* _Ausgewählter Text_
Big-Tech-Lobby: Wie Google und Co. die Politik der EU beeinflussen
Abgeordnete in Brüssel werden belagert von Vertretern der Technologie-Giganten. Sie benutzen verschiedene Taktiken der Beeinflussung. Was sie wollen, wie sie vorgehen.
Es war ein Musterbeispiel für die Gefahren des Lobbyismus für bürgerliche Freiheiten, der offengelegt wurde: Als EU-Innenkommissarin Ylva Johansson am 25. Oktober vor dem Libe-Ausschuss des EU-Parlaments Rede und Antwort trat, standen schwerwiegende Vorwürfe im Raum.
Johansson soll sich bei einem Gesetzentwurf zur Chatkontrolle von einer US-Organisation beraten lassen haben, die finanziell direkt von dem Gesetz profitiert hätte. Der Entwurf bedeutet gleichzeitig einen gravierenden Einschnitt in die bürgerlichen Freiheitsrechte der EU-Bürger. Ein Fall von Big Business gegen Freiheit? Die Innenkommissarin wies diesen Vorwurf empört von sich.
"Will someone please think of the children?"
Zum Hintergrund: Der Libe-Ausschuss des EU-Parlaments ist der Ausschuss für bürgerliche Freiheiten, Justiz und Inneres. Er ist dasjenige Organ der Europäischen Union, das ausdrücklich und vorrangig die Rechte der EU-Bürger verteidigen soll.
Dem Ausschuss waren Presseberichte zu Ohren gekommen, nach denen Johansson einem "Non-Profit-Startup" namens Thorn überschwänglich für seine Unterstützung gedankt haben soll. So weit nicht ungewöhnlich, doch Thorn ist eine zweifelhaftes Non-Profit-Organisation.
Thorn agiert in einem Graubereich zwischen Non-Profit und Technologie-Unternehmen. Es vertreibt eine Software zum Auffinden von Kinderpornografie und arbeitet dabei eng mit verschiedenen US-Technologiekonzernen zusammen.
Die Gehälter seiner Vorstände liegen im sechsstelligen US-Dollar-Bereich, was außergewöhnlich hoch für eine NGO (Non-Governmental-Organization) ist. Ebenso belaufen sich die Ausgaben für Lobbying in Brüssel auf mindestens 600.000 Euro jährlich.

* _Zu lösende Aufgaben_
A) Erkläre in ein bis drei Sätzen, warum die Vorstandsgehälter von Thorn laut dem ausgewählten Text auffällig sind.
B) Nenne alle Bereiche, für die der Libe-Ausschuss des EU-Parlaments laut dem ausgewählten Text zuständig ist.
C) Gib den Abschnitt des ausgewählten Texts wortgetreu wieder, beginnend mit „Johansson soll sich“ und weiter bis einschließlich „EU-Bürger verteidigen soll.“.
Das folgende Material stammt aus einer anderen Quelle.

* _Angezeigte Einträge_

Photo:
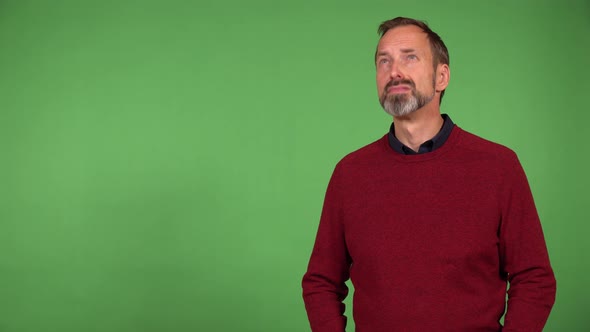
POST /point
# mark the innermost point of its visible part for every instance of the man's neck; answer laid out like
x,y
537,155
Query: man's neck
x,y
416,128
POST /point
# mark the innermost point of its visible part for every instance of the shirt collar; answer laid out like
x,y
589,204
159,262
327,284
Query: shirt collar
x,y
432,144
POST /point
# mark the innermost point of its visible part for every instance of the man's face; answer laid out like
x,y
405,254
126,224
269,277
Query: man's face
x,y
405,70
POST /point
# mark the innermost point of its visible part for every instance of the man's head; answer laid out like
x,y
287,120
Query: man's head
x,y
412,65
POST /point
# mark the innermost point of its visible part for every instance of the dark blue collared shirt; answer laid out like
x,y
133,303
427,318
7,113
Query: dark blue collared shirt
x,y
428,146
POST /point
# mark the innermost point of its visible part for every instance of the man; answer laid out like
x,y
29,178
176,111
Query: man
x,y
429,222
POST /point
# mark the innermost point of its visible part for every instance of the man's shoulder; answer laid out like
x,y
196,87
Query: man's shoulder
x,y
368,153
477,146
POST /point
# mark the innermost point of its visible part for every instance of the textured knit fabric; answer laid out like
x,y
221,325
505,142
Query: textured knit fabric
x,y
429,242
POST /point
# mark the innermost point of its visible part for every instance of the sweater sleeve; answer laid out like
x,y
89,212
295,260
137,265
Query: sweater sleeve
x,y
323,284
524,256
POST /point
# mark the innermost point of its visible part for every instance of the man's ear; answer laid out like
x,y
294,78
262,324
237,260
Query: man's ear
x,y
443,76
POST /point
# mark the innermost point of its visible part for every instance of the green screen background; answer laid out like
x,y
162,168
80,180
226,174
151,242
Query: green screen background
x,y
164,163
---
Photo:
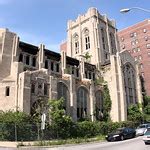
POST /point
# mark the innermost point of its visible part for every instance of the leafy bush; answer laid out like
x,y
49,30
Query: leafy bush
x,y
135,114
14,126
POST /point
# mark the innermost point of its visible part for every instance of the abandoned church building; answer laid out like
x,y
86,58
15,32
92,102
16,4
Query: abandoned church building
---
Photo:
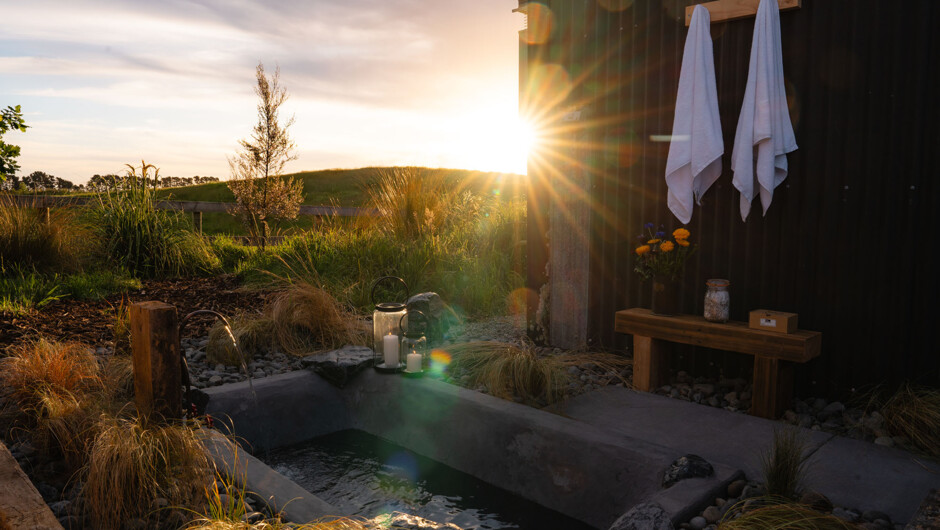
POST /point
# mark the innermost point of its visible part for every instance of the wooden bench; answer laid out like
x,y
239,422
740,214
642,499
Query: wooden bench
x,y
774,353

* _Erwartete Lösungen_
A) Die Gehälter der Vorstände von Thorn liegen im sechsstelligen US-Dollar-Bereich. Für eine NGO ist das außergewöhnlich hoch.

B)
- bürgerliche Freiheiten
- Justiz
- Inneres

C)
Johansson soll sich bei einem Gesetzentwurf zur Chatkontrolle von einer US-Organisation beraten lassen haben, die finanziell direkt von dem Gesetz profitiert hätte. Der Entwurf bedeutet gleichzeitig einen gravierenden Einschnitt in die bürgerlichen Freiheitsrechte der EU-Bürger. Ein Fall von Big Business gegen Freiheit? Die Innenkommissarin wies diesen Vorwurf empört von sich.
"Will someone please think of the children?"
Zum Hintergrund: Der Libe-Ausschuss des EU-Parlaments ist der Ausschuss für bürgerliche Freiheiten, Justiz und Inneres. Er ist dasjenige Organ der Europäischen Union, das ausdrücklich und vorrangig die Rechte der EU-Bürger verteidigen soll.